## WORK TO BE COMPLETED
For the data below, report the number of lines that contain the string "bush" and nothing else.

Point-per-instance localization data:
::::

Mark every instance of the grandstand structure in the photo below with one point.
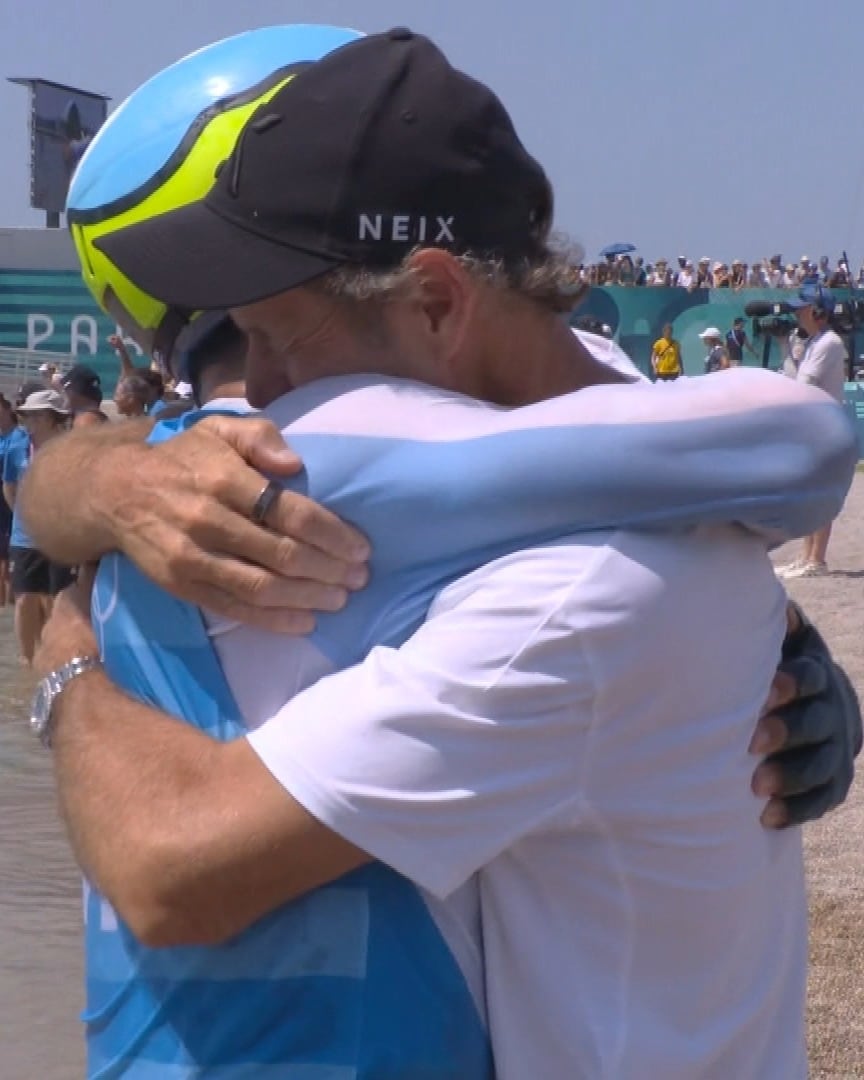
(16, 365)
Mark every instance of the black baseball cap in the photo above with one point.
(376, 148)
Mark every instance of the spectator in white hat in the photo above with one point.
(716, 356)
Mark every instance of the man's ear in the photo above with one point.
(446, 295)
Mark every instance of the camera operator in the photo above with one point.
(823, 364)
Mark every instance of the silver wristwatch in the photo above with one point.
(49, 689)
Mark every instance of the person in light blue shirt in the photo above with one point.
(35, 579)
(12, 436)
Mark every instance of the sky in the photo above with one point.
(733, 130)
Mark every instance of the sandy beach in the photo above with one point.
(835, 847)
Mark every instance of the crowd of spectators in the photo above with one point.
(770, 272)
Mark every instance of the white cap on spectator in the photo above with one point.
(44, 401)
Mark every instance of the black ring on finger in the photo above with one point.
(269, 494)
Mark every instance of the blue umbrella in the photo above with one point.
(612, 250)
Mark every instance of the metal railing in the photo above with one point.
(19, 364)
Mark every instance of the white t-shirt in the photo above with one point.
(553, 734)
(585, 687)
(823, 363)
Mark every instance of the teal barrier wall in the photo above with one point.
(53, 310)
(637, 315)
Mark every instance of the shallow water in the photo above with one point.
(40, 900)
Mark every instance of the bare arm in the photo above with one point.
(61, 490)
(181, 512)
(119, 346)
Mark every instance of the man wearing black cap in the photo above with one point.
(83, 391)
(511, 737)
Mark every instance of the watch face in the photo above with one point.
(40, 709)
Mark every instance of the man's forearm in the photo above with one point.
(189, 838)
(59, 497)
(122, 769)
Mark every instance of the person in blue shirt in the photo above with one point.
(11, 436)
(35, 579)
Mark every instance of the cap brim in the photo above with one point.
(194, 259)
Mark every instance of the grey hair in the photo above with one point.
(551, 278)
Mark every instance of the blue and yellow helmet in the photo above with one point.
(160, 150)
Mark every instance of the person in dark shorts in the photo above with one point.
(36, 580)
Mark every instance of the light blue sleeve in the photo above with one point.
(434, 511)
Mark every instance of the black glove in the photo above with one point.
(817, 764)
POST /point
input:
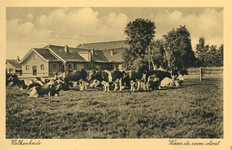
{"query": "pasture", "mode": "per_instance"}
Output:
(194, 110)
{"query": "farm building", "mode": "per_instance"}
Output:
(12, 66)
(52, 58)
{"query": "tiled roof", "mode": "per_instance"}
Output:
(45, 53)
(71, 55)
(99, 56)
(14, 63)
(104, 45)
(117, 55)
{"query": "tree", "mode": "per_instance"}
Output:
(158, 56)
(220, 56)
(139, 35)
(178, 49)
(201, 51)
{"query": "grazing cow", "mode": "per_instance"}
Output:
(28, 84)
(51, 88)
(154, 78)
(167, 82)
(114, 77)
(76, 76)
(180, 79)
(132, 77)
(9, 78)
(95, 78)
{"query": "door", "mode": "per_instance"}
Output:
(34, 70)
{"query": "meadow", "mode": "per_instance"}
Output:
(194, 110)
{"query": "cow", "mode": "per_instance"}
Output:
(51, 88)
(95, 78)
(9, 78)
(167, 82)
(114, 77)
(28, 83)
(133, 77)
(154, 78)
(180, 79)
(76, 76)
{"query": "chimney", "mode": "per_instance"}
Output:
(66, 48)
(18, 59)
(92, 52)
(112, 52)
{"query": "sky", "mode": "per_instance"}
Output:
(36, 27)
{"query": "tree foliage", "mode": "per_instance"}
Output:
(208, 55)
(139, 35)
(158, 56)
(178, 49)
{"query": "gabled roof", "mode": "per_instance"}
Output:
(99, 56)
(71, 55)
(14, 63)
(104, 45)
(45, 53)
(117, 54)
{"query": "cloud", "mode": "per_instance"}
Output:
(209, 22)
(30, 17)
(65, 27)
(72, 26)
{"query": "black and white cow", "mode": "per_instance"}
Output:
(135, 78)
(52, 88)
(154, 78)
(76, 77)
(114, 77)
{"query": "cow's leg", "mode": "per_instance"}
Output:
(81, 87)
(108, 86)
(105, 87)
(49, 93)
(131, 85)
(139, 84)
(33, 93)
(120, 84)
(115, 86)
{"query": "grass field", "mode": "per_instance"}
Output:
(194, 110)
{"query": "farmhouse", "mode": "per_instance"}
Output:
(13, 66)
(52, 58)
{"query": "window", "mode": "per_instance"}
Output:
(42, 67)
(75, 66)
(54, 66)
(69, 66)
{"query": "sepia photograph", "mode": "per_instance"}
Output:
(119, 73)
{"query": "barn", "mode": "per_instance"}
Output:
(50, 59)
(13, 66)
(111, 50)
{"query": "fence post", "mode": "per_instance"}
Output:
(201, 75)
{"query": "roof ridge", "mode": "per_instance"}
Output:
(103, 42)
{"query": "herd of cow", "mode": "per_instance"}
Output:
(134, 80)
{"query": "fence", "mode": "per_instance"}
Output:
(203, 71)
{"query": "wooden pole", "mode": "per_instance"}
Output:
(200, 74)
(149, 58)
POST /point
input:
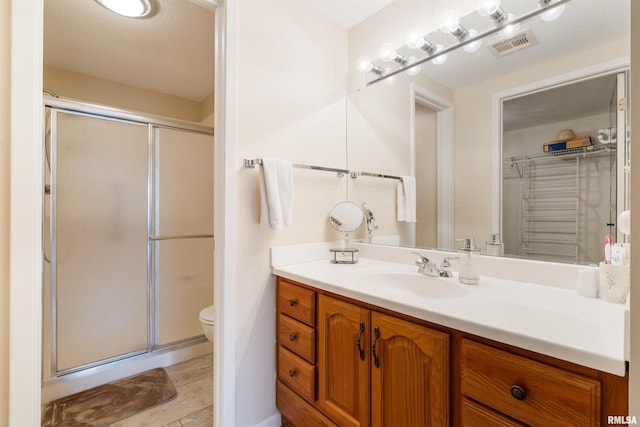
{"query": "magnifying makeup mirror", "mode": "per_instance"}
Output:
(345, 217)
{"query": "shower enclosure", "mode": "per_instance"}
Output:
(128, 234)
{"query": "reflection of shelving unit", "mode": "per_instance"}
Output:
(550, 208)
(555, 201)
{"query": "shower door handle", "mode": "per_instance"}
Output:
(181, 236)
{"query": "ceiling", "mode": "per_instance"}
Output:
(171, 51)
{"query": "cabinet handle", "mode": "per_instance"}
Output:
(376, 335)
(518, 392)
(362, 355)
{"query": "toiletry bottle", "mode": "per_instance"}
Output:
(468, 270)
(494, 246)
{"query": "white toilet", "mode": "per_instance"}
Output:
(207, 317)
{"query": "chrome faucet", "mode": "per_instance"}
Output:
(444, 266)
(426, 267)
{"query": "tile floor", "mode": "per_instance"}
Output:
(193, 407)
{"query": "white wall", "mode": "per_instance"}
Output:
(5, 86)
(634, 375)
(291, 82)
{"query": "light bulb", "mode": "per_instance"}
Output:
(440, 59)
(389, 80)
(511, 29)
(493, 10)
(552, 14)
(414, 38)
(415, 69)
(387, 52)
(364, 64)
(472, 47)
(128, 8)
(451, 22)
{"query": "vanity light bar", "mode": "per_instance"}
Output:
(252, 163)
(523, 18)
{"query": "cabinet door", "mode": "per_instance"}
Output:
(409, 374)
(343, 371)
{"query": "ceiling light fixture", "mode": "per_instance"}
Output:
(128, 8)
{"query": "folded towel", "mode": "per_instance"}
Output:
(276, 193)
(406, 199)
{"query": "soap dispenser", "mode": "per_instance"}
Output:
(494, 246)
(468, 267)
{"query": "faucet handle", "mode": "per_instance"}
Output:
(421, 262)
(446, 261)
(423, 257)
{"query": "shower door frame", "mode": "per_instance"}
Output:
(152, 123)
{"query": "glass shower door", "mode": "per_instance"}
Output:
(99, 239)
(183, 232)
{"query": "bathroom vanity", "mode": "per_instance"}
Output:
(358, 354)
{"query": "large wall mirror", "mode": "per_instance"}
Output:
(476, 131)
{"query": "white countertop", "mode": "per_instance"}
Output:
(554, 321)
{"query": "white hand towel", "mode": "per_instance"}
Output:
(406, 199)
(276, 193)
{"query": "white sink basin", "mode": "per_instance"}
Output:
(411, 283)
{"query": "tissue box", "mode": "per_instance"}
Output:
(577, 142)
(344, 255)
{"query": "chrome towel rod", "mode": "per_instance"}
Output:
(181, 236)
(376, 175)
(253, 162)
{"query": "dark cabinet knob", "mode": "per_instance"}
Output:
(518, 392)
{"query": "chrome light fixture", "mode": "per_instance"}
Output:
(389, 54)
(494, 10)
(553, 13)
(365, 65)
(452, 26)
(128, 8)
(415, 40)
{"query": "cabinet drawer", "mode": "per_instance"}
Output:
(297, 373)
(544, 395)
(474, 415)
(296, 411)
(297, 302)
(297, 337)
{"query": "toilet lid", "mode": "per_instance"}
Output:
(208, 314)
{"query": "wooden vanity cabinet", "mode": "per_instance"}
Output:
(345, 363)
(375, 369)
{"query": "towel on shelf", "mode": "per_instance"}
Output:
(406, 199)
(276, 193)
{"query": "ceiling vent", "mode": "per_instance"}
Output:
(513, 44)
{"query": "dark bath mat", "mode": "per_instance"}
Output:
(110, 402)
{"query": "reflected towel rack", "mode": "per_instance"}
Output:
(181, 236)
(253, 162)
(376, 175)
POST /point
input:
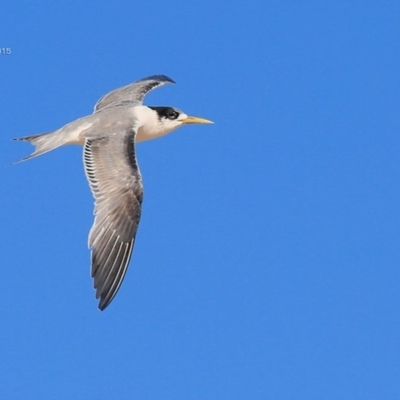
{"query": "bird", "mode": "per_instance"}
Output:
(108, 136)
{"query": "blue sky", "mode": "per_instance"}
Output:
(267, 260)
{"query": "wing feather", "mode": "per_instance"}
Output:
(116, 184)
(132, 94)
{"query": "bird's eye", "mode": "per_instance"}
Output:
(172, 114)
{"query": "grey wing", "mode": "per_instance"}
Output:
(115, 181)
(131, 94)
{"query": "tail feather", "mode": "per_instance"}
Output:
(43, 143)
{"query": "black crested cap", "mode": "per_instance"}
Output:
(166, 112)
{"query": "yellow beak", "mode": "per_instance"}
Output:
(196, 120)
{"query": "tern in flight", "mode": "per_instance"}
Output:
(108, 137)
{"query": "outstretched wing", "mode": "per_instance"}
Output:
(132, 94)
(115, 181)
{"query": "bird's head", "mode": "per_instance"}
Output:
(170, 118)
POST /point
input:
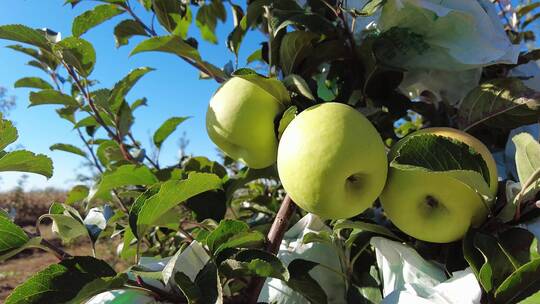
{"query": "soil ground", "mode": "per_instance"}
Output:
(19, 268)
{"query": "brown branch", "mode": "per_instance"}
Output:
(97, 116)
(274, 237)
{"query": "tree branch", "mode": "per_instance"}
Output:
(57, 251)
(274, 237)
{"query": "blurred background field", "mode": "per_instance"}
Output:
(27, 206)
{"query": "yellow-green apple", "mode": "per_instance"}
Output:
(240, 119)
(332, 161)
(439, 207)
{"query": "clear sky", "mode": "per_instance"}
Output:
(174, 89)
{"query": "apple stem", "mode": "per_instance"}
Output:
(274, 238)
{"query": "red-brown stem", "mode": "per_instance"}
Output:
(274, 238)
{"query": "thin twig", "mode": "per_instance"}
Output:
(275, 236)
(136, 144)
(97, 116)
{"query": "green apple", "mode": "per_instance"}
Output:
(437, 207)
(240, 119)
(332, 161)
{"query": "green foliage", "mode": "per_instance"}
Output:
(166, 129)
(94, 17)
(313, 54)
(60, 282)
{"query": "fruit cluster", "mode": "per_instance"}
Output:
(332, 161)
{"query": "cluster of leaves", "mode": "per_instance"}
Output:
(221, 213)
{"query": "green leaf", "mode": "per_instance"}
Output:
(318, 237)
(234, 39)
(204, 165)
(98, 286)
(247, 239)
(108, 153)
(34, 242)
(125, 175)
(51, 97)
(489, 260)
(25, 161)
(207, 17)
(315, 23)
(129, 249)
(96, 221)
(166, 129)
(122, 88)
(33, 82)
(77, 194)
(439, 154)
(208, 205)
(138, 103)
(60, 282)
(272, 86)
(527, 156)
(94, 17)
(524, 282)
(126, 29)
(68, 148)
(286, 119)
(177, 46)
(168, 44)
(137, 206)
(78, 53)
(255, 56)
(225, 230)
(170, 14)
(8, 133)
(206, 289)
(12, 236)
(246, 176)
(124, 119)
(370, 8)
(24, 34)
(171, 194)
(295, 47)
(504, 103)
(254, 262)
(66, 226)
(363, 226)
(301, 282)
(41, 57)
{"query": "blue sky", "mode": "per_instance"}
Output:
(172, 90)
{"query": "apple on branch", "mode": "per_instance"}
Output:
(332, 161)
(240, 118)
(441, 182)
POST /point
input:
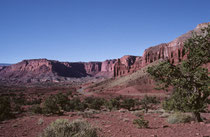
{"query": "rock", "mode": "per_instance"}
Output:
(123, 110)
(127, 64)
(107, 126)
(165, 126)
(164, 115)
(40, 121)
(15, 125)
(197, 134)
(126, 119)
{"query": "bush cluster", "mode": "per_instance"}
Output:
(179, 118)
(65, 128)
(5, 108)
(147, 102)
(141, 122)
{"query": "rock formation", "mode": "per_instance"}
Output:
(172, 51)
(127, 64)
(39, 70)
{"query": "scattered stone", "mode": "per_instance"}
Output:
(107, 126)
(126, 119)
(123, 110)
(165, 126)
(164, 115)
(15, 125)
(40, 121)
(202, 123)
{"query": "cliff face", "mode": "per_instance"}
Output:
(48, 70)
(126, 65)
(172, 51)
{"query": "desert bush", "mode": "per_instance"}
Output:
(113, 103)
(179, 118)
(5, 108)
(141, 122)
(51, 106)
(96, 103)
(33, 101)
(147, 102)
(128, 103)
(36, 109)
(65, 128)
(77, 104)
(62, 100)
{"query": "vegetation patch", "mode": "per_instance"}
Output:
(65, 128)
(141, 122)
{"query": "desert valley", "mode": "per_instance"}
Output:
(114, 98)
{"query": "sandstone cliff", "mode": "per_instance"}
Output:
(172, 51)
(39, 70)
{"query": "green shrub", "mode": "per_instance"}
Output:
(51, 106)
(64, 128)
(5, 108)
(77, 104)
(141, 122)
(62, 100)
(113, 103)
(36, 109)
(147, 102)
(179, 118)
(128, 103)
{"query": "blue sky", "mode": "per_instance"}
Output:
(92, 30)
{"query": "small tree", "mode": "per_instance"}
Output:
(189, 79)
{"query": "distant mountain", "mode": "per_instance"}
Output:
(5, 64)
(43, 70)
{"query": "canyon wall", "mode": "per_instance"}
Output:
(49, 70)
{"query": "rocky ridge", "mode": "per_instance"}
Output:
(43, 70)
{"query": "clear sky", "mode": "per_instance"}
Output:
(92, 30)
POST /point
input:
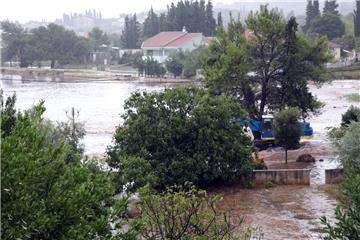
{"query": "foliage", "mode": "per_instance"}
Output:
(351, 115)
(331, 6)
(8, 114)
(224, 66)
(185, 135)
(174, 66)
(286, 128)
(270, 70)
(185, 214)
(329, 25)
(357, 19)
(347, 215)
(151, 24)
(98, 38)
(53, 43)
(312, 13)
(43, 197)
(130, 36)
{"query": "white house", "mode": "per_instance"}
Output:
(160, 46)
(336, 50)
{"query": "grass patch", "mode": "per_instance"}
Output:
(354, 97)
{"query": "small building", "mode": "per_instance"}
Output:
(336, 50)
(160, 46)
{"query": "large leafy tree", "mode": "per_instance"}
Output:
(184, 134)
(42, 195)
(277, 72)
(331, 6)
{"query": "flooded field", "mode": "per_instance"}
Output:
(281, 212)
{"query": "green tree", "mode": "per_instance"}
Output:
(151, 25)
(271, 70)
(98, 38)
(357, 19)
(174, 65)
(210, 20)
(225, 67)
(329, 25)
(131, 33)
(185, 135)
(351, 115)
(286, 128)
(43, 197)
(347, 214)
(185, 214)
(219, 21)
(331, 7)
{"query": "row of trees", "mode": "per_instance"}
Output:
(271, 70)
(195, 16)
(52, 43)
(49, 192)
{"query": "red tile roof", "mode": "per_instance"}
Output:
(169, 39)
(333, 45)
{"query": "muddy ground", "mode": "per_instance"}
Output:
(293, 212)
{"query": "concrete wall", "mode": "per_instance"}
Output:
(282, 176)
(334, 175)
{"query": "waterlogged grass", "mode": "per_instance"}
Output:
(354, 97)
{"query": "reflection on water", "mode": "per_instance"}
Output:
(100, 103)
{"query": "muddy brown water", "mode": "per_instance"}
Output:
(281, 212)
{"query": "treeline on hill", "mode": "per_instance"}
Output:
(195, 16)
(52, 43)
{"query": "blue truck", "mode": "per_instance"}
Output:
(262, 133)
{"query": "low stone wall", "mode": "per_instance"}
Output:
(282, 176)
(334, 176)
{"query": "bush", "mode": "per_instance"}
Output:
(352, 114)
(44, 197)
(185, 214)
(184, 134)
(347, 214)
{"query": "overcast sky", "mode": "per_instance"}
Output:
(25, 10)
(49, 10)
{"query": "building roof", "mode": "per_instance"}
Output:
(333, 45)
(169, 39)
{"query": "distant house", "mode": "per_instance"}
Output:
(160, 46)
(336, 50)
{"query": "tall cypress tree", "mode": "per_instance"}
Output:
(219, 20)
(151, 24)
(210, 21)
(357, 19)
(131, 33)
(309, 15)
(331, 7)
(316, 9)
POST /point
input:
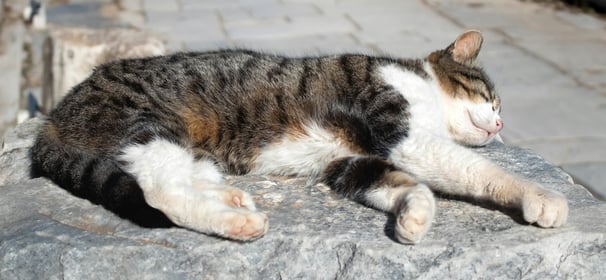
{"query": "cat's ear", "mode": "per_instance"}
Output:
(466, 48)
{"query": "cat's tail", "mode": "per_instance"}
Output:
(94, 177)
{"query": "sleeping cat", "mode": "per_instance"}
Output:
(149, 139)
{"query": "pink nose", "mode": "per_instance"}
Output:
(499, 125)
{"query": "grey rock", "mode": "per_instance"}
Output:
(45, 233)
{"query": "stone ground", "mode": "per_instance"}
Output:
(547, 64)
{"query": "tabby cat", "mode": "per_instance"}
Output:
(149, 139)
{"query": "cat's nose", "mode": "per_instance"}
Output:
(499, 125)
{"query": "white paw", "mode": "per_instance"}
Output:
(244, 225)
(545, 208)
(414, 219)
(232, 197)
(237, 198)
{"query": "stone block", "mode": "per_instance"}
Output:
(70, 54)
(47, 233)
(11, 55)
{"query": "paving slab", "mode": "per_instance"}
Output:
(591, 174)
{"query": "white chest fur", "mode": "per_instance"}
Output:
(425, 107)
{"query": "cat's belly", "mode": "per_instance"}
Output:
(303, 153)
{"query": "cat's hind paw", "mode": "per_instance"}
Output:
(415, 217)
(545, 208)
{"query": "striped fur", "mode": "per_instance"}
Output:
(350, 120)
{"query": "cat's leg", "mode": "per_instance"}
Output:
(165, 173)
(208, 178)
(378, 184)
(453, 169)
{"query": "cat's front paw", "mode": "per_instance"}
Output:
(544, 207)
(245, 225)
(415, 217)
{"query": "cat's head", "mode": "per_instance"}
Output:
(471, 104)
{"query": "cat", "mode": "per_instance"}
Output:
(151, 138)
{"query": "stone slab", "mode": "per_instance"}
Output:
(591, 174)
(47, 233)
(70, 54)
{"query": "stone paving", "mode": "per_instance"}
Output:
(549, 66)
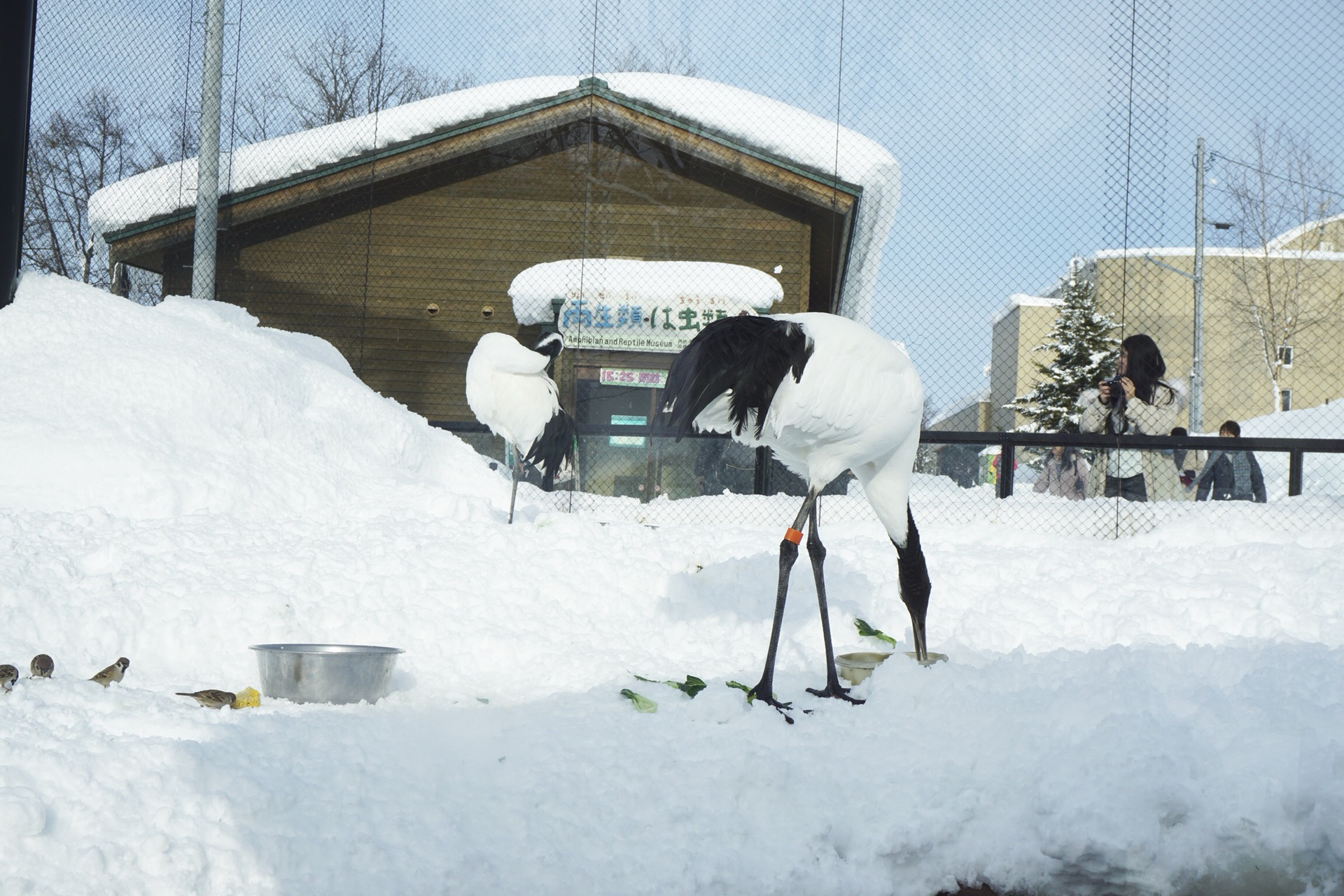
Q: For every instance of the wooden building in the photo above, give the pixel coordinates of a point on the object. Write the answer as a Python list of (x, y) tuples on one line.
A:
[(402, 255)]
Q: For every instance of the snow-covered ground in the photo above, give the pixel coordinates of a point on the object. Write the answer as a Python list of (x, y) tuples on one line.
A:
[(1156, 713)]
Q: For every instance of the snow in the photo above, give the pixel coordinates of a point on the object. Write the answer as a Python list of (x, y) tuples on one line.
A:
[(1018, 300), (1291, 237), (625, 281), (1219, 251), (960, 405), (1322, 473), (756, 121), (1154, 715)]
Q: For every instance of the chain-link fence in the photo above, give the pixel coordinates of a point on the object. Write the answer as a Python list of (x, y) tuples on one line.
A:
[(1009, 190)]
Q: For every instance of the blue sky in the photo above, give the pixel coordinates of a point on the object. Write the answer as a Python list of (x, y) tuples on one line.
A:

::::

## ANSWER AREA
3